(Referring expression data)
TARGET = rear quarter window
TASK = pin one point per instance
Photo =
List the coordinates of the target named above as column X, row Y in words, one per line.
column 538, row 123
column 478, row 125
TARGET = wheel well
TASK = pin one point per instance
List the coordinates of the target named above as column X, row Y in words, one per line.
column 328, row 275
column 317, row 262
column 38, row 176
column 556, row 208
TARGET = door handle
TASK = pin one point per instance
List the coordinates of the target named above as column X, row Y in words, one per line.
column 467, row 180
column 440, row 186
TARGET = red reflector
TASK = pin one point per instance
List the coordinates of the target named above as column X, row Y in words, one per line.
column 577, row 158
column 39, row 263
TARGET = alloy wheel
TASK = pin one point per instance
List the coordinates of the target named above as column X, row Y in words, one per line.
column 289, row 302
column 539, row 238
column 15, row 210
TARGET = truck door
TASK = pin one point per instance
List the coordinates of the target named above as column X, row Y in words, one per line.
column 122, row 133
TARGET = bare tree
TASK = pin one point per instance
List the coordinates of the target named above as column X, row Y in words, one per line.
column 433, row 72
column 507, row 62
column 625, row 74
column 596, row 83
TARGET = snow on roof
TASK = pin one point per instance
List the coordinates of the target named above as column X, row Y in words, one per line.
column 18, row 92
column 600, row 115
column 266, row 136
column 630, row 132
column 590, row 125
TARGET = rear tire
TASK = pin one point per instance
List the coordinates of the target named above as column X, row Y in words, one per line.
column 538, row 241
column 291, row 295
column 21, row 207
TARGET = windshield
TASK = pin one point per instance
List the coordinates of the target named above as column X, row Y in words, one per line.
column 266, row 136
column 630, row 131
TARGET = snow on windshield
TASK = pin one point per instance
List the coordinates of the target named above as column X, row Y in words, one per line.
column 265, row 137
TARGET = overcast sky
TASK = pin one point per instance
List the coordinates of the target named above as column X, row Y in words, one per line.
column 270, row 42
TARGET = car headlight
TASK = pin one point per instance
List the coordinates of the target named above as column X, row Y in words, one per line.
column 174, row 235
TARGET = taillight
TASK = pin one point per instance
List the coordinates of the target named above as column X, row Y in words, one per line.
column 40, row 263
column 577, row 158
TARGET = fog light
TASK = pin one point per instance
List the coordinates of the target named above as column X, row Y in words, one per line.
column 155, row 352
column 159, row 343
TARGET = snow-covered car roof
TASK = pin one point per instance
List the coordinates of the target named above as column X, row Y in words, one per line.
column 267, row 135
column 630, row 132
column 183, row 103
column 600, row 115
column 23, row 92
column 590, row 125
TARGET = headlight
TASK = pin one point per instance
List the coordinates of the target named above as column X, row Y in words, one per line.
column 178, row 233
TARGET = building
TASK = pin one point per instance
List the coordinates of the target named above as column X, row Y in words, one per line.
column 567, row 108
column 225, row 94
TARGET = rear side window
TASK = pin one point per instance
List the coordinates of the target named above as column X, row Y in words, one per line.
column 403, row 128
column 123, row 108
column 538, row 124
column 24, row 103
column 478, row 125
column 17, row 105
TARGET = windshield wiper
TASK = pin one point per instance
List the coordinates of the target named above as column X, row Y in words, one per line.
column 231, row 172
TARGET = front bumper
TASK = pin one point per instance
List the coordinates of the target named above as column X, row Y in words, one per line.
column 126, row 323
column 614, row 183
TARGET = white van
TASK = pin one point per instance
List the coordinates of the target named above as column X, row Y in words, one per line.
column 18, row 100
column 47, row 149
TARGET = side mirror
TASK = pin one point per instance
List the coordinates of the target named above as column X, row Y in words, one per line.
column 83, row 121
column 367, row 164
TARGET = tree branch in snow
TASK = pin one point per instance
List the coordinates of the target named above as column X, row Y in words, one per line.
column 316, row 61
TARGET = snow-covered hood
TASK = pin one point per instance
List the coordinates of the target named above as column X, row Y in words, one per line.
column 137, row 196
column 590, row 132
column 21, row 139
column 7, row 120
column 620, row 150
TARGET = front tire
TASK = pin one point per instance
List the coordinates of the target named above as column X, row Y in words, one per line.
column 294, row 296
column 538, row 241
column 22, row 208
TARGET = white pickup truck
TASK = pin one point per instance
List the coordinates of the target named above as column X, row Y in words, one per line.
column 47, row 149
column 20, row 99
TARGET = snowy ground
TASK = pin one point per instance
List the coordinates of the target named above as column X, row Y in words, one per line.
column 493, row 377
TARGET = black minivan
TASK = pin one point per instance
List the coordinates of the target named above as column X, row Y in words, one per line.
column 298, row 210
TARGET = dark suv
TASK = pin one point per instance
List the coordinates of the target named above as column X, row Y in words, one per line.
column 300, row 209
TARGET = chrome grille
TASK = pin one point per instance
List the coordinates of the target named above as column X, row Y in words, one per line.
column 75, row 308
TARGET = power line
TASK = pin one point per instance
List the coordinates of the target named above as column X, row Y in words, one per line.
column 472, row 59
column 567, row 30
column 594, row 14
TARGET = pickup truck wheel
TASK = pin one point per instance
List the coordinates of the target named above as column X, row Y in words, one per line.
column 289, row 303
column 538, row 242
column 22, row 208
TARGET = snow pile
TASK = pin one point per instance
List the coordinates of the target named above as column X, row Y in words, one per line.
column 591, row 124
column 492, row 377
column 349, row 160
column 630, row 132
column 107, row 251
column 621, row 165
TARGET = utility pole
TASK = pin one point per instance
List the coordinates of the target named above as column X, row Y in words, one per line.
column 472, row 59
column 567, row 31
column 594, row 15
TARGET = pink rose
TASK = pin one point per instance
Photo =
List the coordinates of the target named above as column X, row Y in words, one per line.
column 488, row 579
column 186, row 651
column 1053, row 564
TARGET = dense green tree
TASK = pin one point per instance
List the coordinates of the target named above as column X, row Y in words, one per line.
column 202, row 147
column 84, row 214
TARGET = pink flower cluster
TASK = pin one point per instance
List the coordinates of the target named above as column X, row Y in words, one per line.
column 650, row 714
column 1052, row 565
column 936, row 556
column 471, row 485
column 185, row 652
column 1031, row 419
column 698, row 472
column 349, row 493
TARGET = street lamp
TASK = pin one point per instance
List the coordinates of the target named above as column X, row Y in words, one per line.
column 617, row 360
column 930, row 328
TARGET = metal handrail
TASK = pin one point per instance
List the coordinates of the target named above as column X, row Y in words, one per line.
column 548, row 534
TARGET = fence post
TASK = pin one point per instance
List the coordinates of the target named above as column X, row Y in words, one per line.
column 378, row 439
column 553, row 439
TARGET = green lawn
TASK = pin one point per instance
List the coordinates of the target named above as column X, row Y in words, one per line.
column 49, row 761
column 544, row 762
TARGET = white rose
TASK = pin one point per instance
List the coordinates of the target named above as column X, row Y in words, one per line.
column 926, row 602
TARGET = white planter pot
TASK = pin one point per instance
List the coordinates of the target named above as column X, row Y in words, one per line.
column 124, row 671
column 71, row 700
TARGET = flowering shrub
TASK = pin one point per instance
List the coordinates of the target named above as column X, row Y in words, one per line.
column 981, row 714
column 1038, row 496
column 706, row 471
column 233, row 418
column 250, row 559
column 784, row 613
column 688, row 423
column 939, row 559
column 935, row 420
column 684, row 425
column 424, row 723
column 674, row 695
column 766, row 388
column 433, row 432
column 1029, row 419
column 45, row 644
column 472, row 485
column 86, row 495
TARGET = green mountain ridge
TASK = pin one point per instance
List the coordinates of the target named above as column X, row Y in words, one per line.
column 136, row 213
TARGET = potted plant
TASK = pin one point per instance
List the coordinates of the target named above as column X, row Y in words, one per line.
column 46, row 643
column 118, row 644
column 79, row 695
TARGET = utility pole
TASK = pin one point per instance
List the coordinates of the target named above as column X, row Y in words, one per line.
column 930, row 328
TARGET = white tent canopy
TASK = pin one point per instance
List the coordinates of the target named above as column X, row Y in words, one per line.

What is required: The records above are to be printed out again exactly, without omission.

Output of the exercise:
TARGET = rear quarter window
TASK = pin one point per instance
Photo =
List the coordinates of the target named above as column X, row Y in words, one per line.
column 538, row 123
column 478, row 125
TARGET = wheel well
TASK = pin one point per instance
List the coordinates of the target named above as column X, row Y in words, one per line.
column 328, row 275
column 317, row 262
column 38, row 176
column 556, row 208
TARGET = door handle
TASK = pin one point per instance
List the coordinates of the target named above as column X, row Y in words, one per line.
column 467, row 180
column 440, row 186
TARGET = red reflector
TASK = pin one point per instance
List the coordinates of the target named above as column X, row Y in words, one per line.
column 577, row 158
column 39, row 263
TARGET = alloy wheel
TASK = pin one point per instance
List the coordinates of the target named above as column X, row Y in words, one per line.
column 289, row 302
column 539, row 238
column 15, row 210
TARGET = truck door
TASK = pin one point per instance
List the coordinates of the target named above as column X, row Y in words, one per line.
column 122, row 133
TARGET = bare tree
TASK = pin one point per instance
List the coordinates of the target named above as column X, row Y in words, one per line.
column 433, row 72
column 507, row 62
column 625, row 74
column 596, row 83
TARGET = snow on roof
TASK = pin one point per instance
List the coordinates of the target named above as column X, row Y in words, one per line.
column 18, row 92
column 600, row 115
column 266, row 136
column 630, row 132
column 590, row 125
TARGET = rear tire
TASK = pin one point per instance
List the coordinates of the target named above as column X, row Y in words, one per line.
column 538, row 241
column 291, row 295
column 21, row 207
TARGET = windshield
TASK = pin one point per instance
List the coordinates of the target named above as column X, row Y in words, one per line.
column 266, row 136
column 630, row 131
TARGET = snow on windshield
TASK = pin one point per instance
List the coordinates of the target named above as column X, row Y in words, one per line.
column 265, row 137
TARGET = overcast sky
TASK = pin one point per instance
List the coordinates of the target named above as column X, row Y in words, one per line.
column 270, row 42
TARGET = car headlight
TASK = pin one point per instance
List the coordinates of the target named above as column X, row Y in words, one per line.
column 174, row 235
TARGET = taillight
TASK = pin one point per instance
List the coordinates of the target named above as column X, row Y in words, one per line.
column 40, row 263
column 577, row 158
TARGET = fog light
TASK = pin one point per instance
List the coordinates of the target named above as column X, row Y in words, one per line.
column 155, row 352
column 159, row 343
TARGET = snow-covered car roof
TASK = pin one point per instance
List the coordinates of the target named above as column X, row Y in words, one per line.
column 267, row 135
column 630, row 132
column 183, row 103
column 600, row 115
column 23, row 92
column 590, row 125
TARGET = headlight
TASK = pin one point per instance
List the coordinates of the target named above as column X, row Y in words, one per line.
column 178, row 233
TARGET = building
TASK = pin one point per instance
List the coordinates of the target named above as column X, row Y in words, one per line.
column 567, row 108
column 225, row 94
TARGET = rear side window
TASK = pin one point per instance
List the coordinates of the target named above as column X, row Y in words, one per line.
column 403, row 128
column 123, row 108
column 538, row 124
column 24, row 103
column 478, row 125
column 17, row 105
TARGET = windshield wiper
TASK = pin one point per instance
List the coordinates of the target named above as column X, row Y in words, one per line.
column 231, row 172
TARGET = front bumper
TASK = pin one point per instance
List the coordinates of the target named above as column X, row Y in words, one per line.
column 126, row 323
column 614, row 183
TARGET = white van
TASK = pin one point per instance
List the coordinates of the target named above as column X, row Y in words, one per line.
column 18, row 100
column 47, row 149
TARGET = side mirror
TASK = pin one point per instance
List the coordinates of the target named above as column X, row Y in words, one per line.
column 83, row 121
column 367, row 164
TARGET = tree branch in snow
TASK = pin one point per instance
List the coordinates of the target named above as column X, row Y in words, one per line.
column 316, row 61
TARGET = snow-covered hood
TASK = pin one point per instance
List the coordinates of the target named above as column X, row Y in words, one per line.
column 137, row 196
column 590, row 132
column 21, row 139
column 7, row 120
column 620, row 150
TARGET = front tire
TASK = pin one point per instance
List the coordinates of the target named above as column X, row Y in words, one per line.
column 294, row 296
column 538, row 241
column 22, row 208
TARGET = white pickup truck
TASK = pin one point per instance
List the coordinates of the target named above as column X, row Y in words, one per line.
column 47, row 149
column 20, row 99
TARGET = snowy ground
TASK = pin one point per instance
List the coordinates of the target named above as column X, row Y in words, one per line.
column 493, row 377
TARGET = black minivan
TASK = pin one point per instance
List the coordinates of the target named above as column X, row Y in words, one per line.
column 298, row 210
TARGET = dark suv
TASK = pin one point per instance
List the coordinates of the target named above as column X, row Y in words, one per line.
column 300, row 209
TARGET = chrome grille
TASK = pin one point per instance
List the coordinates of the target named above as column X, row Y in words, one per line.
column 75, row 308
TARGET = power line
TASK = pin one point per instance
List the coordinates of the target named above as column X, row Y in words, one per line.
column 472, row 59
column 567, row 30
column 594, row 14
TARGET = pickup truck wheel
TASK = pin one point per instance
List the coordinates of the target named above as column X, row Y in words, one per line.
column 289, row 303
column 538, row 242
column 22, row 208
TARGET = snow pile
TASK = pin one point per instance
List the coordinates of the target named above as column X, row Y in words, one per line.
column 591, row 124
column 492, row 377
column 349, row 160
column 630, row 132
column 107, row 251
column 621, row 165
TARGET = utility pole
TASK = pin one point per instance
List the coordinates of the target named above as column X, row Y in words, one per line.
column 472, row 59
column 567, row 31
column 594, row 15
TARGET = pink rose
TASK = pin one point per instance
Photo =
List the coordinates of the target named above as column X, row Y in words, one per line.
column 488, row 579
column 186, row 651
column 1053, row 564
TARGET = dense green tree
TASK = pin one point per instance
List the coordinates of the target named above as column X, row Y in words, one per line.
column 202, row 147
column 84, row 214
TARGET = pink flower cluster
TASK = pin one point per instance
List the coordinates of the target named above as column X, row Y in words, one per line.
column 650, row 714
column 1052, row 565
column 936, row 556
column 471, row 485
column 185, row 652
column 1031, row 419
column 698, row 472
column 349, row 493
TARGET = street lamp
TASK = pin one point per instance
List the coordinates of the target named above as column X, row Y in words, one per line.
column 617, row 360
column 930, row 328
TARGET = metal handrail
TASK = pin one point per instance
List the coordinates of the target named above as column X, row Y in words, one per line.
column 548, row 534
TARGET = fence post
TASK = pin one point per instance
List the coordinates of the target named above as column X, row Y in words, one per line.
column 378, row 439
column 553, row 439
TARGET = green lawn
TASK = pin one point per instance
List the coordinates of the target named above as column X, row Y in words, one per line.
column 49, row 761
column 544, row 762
TARGET = white rose
TASK = pin one point per instance
List the coordinates of the target named above as column X, row Y in words, one per line.
column 926, row 602
TARGET = white planter pot
TASK = pin one point per instance
List the coordinates of the target named above as column X, row Y in words, one per line.
column 124, row 671
column 71, row 700
TARGET = flowering shrub
TASK = pin one point per instance
List the coordinates of the target named above as column X, row Y in words, one per line.
column 981, row 714
column 1038, row 496
column 706, row 471
column 233, row 418
column 250, row 559
column 784, row 613
column 688, row 423
column 939, row 559
column 935, row 420
column 684, row 425
column 424, row 723
column 674, row 695
column 766, row 388
column 433, row 432
column 1029, row 419
column 45, row 644
column 472, row 485
column 86, row 495
TARGET = green mountain ridge
TASK = pin one point per instance
List the coordinates of the target named above as column X, row Y in words, one per line.
column 136, row 213
TARGET = potted plant
TASK = pin one point per instance
List the coordinates of the target named above as column X, row Y in words, one per line.
column 46, row 643
column 118, row 644
column 79, row 695
TARGET = utility pole
TASK = pin one point per instance
List the coordinates of the target named above as column X, row Y in words, one per line.
column 930, row 328
TARGET = white tent canopy
TASK = pin one point per instance
List the coordinates of the target named above as column X, row Y in words, one per line.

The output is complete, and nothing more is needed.